[Records contained in a dataset]
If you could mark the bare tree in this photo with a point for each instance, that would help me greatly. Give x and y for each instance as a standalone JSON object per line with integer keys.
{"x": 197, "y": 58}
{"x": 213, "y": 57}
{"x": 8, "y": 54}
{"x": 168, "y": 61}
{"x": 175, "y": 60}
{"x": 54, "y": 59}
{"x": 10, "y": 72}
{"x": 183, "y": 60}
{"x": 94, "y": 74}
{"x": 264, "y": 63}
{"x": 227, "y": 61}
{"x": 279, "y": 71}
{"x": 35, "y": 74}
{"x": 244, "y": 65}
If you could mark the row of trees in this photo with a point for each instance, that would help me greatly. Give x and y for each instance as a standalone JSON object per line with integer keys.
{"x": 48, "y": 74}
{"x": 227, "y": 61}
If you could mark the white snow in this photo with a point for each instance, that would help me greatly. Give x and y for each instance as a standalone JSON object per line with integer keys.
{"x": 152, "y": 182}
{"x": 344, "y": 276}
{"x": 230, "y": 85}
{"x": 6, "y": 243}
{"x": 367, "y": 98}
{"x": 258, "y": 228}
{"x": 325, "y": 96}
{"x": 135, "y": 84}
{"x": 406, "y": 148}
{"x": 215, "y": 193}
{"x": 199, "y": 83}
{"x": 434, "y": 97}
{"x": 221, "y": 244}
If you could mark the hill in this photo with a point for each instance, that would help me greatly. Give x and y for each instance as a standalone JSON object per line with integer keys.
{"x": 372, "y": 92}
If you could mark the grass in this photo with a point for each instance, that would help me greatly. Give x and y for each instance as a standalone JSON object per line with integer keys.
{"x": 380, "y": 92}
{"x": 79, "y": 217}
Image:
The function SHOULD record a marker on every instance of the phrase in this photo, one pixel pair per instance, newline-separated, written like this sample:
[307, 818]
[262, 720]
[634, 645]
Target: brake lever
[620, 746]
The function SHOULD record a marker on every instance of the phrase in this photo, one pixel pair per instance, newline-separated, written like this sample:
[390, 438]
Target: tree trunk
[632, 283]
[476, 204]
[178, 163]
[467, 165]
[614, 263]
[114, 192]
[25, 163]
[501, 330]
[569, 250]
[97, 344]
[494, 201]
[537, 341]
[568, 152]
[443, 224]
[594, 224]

◆ Assignment: All of the data shown above must be copied exactly.

◆ Result for this task:
If you could mark the bare tree in this photo with a point for each instance, that would help me greatly. Give x and y for each instance as a standalone JSON object per line with integer keys.
{"x": 197, "y": 58}
{"x": 213, "y": 57}
{"x": 8, "y": 54}
{"x": 168, "y": 61}
{"x": 175, "y": 60}
{"x": 54, "y": 59}
{"x": 10, "y": 72}
{"x": 183, "y": 60}
{"x": 94, "y": 74}
{"x": 264, "y": 63}
{"x": 227, "y": 61}
{"x": 279, "y": 71}
{"x": 35, "y": 74}
{"x": 244, "y": 65}
If you could mark the row of trees in this photo with a point for each instance, that would help me greatly. Give x and y for each instance as a standalone JSON object per line with integer keys.
{"x": 48, "y": 74}
{"x": 227, "y": 61}
If you could mark the white snow in this photo with a point for each instance, that would help me greatly. Give x and y for each instance as a standalone JSON object per line with integer keys.
{"x": 152, "y": 182}
{"x": 344, "y": 276}
{"x": 230, "y": 85}
{"x": 6, "y": 243}
{"x": 367, "y": 98}
{"x": 258, "y": 228}
{"x": 325, "y": 96}
{"x": 135, "y": 84}
{"x": 406, "y": 148}
{"x": 215, "y": 193}
{"x": 199, "y": 83}
{"x": 434, "y": 97}
{"x": 221, "y": 244}
If you could mark the hill in this photo with a point for each instance, that would help me greatly. Give x and y for each instance as a standalone JSON object per line with integer keys.
{"x": 372, "y": 92}
If you could mark the grass in this photo with a point for each instance, that would help me greatly. Give x and y for each instance as a standalone JSON object per line with integer keys.
{"x": 380, "y": 92}
{"x": 79, "y": 217}
Image:
The function SHOULD record a marker on every instance of the phrase in this photo, one pixel pair per instance, newline-separated, written like this sample:
[307, 818]
[262, 720]
[634, 645]
Target: brake lever
[620, 746]
The function SHOULD record a marker on every instance of the phrase in this photo, one pixel pair per instance, newline-separated, written like this sample:
[390, 438]
Target: tree trunk
[632, 283]
[476, 204]
[178, 163]
[467, 165]
[614, 263]
[114, 192]
[25, 163]
[501, 330]
[569, 250]
[97, 344]
[494, 201]
[537, 341]
[568, 152]
[443, 224]
[594, 224]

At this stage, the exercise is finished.